Extracto de página:
━━━━━━
LA FICCIÓN “”TRABAJO MERCANCÍA””
Alain Supiot* - 23-10-2022
Uno de los lineamientos característicos del capitalismo ha sido
tratar el trabajo, la tierra y la moneda como mercancías. Pero se trata de lo
que Karl Polanyi ha denominado “mercancías ficticias”.
Se hace como si fueran productos intercambiables en un mercado,
cuando en realidad se trata de las condiciones mismas de la producción y del
comercio.
Ahora bien, para ser sostenibles, estas ficciones necesitan ser
apuntaladas por montajes jurídicos que las vuelvan compatibles con el principio
de realidad.
Porque, como afirma con fuerza la Declaración de Filadelfia, “el
trabajo no es una mercancía”.
El trabajo, en efecto, no es separable de la persona del
trabajador, y su realización entraña activar un compromiso físico, una inteligencia
y unas competencias que se inscriben en la singularidad histórica de cada vida
humana.
Para que la ficción del trabajo-mercancía resultase sostenible
en el tiempo, fue necesario que el derecho incluyese en cada contrato de
trabajo un estatuto que tiene en cuenta el largo tiempo de la vida humana, más
allá del tiempo corto del mercado.
Así, la noción de mercado de trabajo reposa sobre una ficción
jurídica. Ahora bien, las ficciones jurídicas no son ficciones novelescas, que
autorizarían a liberarse de las realidades biológicas y sociales, sino por el
contrario, técnicas inmateriales que permiten ajustar nuestras representaciones
mentales a estas realidades.
Casi me avergüenzo de tener que recordar estos datos
elementales, pero me veo obligado a hacerlo porque vivimos en tiempos en los
cuales se toman como realidades las ficciones jurídicas subyacentes a los
conceptos de “contrato de trabajo” y de “derecho de propiedad”.
Así, la noción de “capital humano”, junto con la de empleo, se
ha convertido en el paradigma a partir del cual hoy en día se contempla la
cuestión del trabajo.
━━━━━━
Material mostrado:
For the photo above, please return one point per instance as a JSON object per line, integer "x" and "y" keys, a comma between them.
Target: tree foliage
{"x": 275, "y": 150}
━━━━━━
Tareas:
1 > Según el texto sobre el trabajo como mercancía, ¿qué declaración afirma que "el trabajo no es una mercancía"?
2 > Enumera las cosas que, según el texto sobre el trabajo como mercancía, el capitalismo trata como mercancías.
3 > Sigue escribiendo el texto sobre el trabajo como mercancía desde el punto donde se detiene.

Respuestas:
1 > La Declaración de Filadelfia.

2 >
- El trabajo
- La tierra
- La moneda

3 >
La presunta cientificidad de este concepto ha sido consagrada
por el poseedor de un así llamado “Premio Nobel de Economía”, Gary Becker; pero
se olvida que su primer inventor fue Iósif Stalin y que el único sentido
riguroso que se puede dar al capital humano se encuentra en el activo de los
libros contables de los propietarios de esclavos.
Al mismo tiempo, la ecúmene, que el hombre moldea –y, en caso no
propicio, saquea– mediante su trabajo es percibida como un “capital natural”
por el cual convendría poner un precio de mercado.
Para tener una oportunidad de escapar a esta hegemonía cultural
del mercado total, es necesario comenzar por tomar conciencia de la
normatividad imperante en la economía y la sociología contemporáneas, cuando
extienden a todos los aspectos de la vida los conceptos de “capital” y de
“mercado”.
En efecto, razonar en estos términos nos encierra en la
representación del trabajo que fue la propia del siglo XX, mientras que la
revolución informática y la crisis ecológica deberían obligarnos a
desprendernos de ella.
El núcleo normativo de esta representación todavía dominante es
el contrato de trabajo, cuya economía se fijó a lo largo de la segunda
revolución industrial.
En virtud de este contrato, la causa del trabajo –o, para mayor
exactitud, en la terminología jurídica más reciente, su contrapartida– es el
salario; dicho de otra manera: una cantidad monetaria, objeto de una acreencia
del asalariado.
Trabajar es, para el asalariado, un medio al servicio de ese
fin. Por el contrario, no tiene derecho alguno sobre el producto de su trabajo,
es decir, la obra consumada, que no tiene cabida en este montaje jurídico
porque es la cosa de titularidad exclusiva del empleador.
Sin embargo, para este mismo empleador, la obra no es más que un
medio al servicio de un fin financiero.
En efecto, según el Código Civil, el objetivo de las sociedades
civiles o comerciales, que la mayoría de las veces ocupan la posición de
empleador, es “dividir el beneficio o beneficiarse de la economía que podrá […]
resultar” de una empresa común a los socios (art. 1832).
Aquí, una vez más, nos vemos ante una instrumentalización de la
obra concreta realizada por la sociedad, que no tiene otro objetivo que la
obtención de ganancias.
Dicha instrumentalización se vio agravada a finales del siglo XX
por el giro neoliberal de la corporate governance, que tuvo por objeto y efecto
someter las direcciones de empresa al objetivo único de creación de valor para
los accionistas.
Esta evicción del sentido y del contenido del trabajo se
encuentra también a escala de los países.
Los objetivos asignados al Estado social también se han definido
cuantitativamente en términos de producto bruto interno, que debe aumentar, o
de tasa de desempleo, que debe reducirse.
La aspiración a la democracia económica, que en la época previa
había marcado la historia social, ha sido abandonada, o bien ha adoptado la
forma de nacionalizaciones, sin incidencia en el régimen laboral del sector
privado.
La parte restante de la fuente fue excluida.